Where the data below has the string "instance", return the whole line.

---------- Records shown

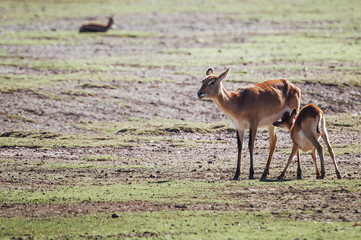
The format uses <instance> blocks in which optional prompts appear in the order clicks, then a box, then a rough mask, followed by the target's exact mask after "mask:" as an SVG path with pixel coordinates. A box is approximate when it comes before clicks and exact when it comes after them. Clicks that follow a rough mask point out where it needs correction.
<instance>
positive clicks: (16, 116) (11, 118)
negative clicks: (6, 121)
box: [5, 115, 36, 123]
mask: <svg viewBox="0 0 361 240" xmlns="http://www.w3.org/2000/svg"><path fill="white" fill-rule="evenodd" d="M5 117H6V118H7V119H10V120H15V121H20V122H27V123H36V122H35V120H33V119H30V118H28V117H25V116H19V115H6V116H5Z"/></svg>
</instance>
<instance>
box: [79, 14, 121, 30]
mask: <svg viewBox="0 0 361 240" xmlns="http://www.w3.org/2000/svg"><path fill="white" fill-rule="evenodd" d="M113 23H114V17H110V18H109V21H108V24H107V25H103V24H97V23H88V24H83V25H82V26H81V27H80V29H79V32H106V31H108V30H109V29H110V28H111V27H112V25H113Z"/></svg>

--------------------

▶ **Response area**:
The format uses <instance> blocks in which optional prompts appear in the order clicks, then a box, then a rough mask, followed by the target's exact mask after "mask:" as an SVG path with pixel coordinates. A box is approximate when it comes before clicks and exact when it comes after them. Clicks that follow a rough mask point out where it needs correction.
<instance>
</instance>
<instance>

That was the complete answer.